__Document text__
# # # # #

Most engineers—especially network engineers—are happy to leave user privacy to security and privacy professionals. At first glance, it does not seem as though network engineers should worry too much about users’ privacy.
The larger information technology context does not help this situation. Privacy is a distant second compared to solving problems allowing the organization to operate more efficiently or profitably. Common privacy tropes include
• If you have done nothing wrong, you have nothing to hide.
• If people want my (or my user’s) data, there is not much I can do about it.
• The privacy statement users agree to when they use our service protects us (as an organization).
• Large providers and vendors say they care about my (and their) users’ privacy; this is enough.
These lines of argument are no longer valid. If you touch or transport a user’s data, you are responsible, at least in part, for keeping their data private. Privacy drops to the lowest level of legal compliance rather than risk and harm reduction far too often.
This section considers various aspects of user privacy, where user privacy intersects with network engineering, and the tools network engineers can use to support privacy.
Personally Identifiable Information
One of the most critical concepts in privacy is personally identifiable information (PII ). PII is any piece of information, or collection of information, that can identify an individual user.
This definition might seem broad; maybe some examples will help, such as
• A government-issued personal identification number, such as the Social Security number in the United States or a driver’s license number
• Location history gathered from a cellular telephone, or any other tracking device or service
• Financial account numbers, such as those issued by banks and investment firms
• Medical history
These examples are, perhaps, obvious. You should be cautious with sharp or simple definitions of PII. Many not-so-obvious combinations of data can still identify an individual user.
Network operators also collect PII. For instance, the IP address assigned to a user’s host or mobile device can be used to identify an individual user. Randomized IP addresses, regular renumbering, and Network Address Translation (NAT) might make connecting an IP address with an individual user more difficult. Still, individual users can be identified using the logs kept by most network operators, given a time and IP address.
Many law enforcement agencies require operators to maintain logs that can be used to correlate an IP address to an individual user.

# # # # #

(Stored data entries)
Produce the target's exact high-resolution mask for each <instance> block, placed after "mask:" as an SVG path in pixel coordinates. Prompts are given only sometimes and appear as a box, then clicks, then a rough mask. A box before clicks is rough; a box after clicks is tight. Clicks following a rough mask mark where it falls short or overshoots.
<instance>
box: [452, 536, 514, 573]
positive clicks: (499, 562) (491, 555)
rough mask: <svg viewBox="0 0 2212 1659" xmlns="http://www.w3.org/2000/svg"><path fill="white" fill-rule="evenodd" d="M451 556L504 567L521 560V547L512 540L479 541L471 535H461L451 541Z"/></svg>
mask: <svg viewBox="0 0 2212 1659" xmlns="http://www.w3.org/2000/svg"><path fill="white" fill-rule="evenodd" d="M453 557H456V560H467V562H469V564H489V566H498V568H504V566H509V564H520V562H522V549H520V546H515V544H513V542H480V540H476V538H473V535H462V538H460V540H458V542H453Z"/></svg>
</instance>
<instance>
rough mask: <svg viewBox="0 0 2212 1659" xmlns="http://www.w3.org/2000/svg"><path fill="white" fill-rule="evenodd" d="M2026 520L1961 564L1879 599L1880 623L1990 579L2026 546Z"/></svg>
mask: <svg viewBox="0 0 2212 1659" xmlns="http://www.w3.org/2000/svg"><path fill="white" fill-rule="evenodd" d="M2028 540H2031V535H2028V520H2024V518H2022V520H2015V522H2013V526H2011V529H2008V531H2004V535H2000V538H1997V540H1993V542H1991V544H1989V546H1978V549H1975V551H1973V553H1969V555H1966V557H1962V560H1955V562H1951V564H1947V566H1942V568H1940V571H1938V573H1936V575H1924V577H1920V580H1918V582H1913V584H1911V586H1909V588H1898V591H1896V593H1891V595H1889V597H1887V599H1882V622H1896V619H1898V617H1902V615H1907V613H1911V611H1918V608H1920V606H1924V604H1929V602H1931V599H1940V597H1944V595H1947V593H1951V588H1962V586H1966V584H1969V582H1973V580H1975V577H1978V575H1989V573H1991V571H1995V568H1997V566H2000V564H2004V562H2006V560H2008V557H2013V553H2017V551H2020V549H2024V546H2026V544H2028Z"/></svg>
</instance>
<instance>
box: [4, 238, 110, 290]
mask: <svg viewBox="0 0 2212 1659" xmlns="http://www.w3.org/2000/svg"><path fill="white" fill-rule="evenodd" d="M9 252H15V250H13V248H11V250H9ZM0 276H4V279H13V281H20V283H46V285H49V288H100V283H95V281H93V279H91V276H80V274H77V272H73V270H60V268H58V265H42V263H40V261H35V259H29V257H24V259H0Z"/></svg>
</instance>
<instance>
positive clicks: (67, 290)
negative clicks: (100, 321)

# # # # #

__Things to do__
• 1. Answer these questions using the passage on user privacy and network engineering:
(a) What does the abbreviation PII stand for?
(b) Compared with what does the passage say privacy is a distant second?
(c) What do many law enforcement agencies require operators to maintain?
• 2. Which measures does the passage on user privacy say might make it more difficult to connect an IP address with an individual user? List all of them.
• 3. Continue the passage on user privacy and network engineering from where it stops.

__Results for the exercise__
• 1.
(a) Personally identifiable information.
(b) Solving problems that allow the organization to operate more efficiently or profitably.
(c) Logs that can be used to correlate an IP address to an individual user.

• 2.
- Randomized IP addresses
- Regular renumbering
- Network Address Translation (NAT)

• 3.
The history of locations from which a user has accessed a network is often also considered PII. People are generally creatures of habit, accessing the network from just a few places, all likely close to their homes.
The domain names, websites, and services users access across time can often be used to identify an individual user. Even if these sites or services do not include financial or medical institutions, people tend to share a lot of personal information with online services and interact with online services in easily identifiable patterns.
It is always better to be a little cautious about data about users.
Data Lifecycle
Many of the privacy protection tools available to network engineers will make sense only within the context of a data lifecycle. Figure 18-3 illustrates a data lifecycle from a privacy perspective.
Figure 18-3 Data Lifecycle
There are many different paths through the five data lifecycle steps shown in Figure 18-3. For instance:
• Data might be collected, processed, used, and destroyed without being stored.
• Data might be collected, validated, and stored for later analysis and use.
• Existing data might be analyzed, generating new data to retain.
Regardless of the path, each step has privacy risks and tools.
Collection requires consent and notice. Users should know what data will be used for, how easy it will be to identify them from the data, which it may be shared with, and when it will be destroyed.
Consent is problematic in information technology. Notices about how data is used, stored, and destroyed must contain much information.
Processing can mean validating data and searching for patterns in data through analysis. Processing can also mean removing, adding, or altering data to make identifying individuals more challenging (or impossible), called deidentification.
Disclosing data means using the data in some way, such as modifying a web page shown to a user. A data breach is, essentially, unauthorized consumption or use of data. Breaches are normally associated with external people or organizations, but insiders can also cause a data breach.
Primary data use is why it was collected or how the operator told the user they would use the data. Any other use of data is secondary. Secondary data use can be difficult to justify from a privacy perspective. Retaining data is storing it, and destroying data is erasing it in a non-recoverable way.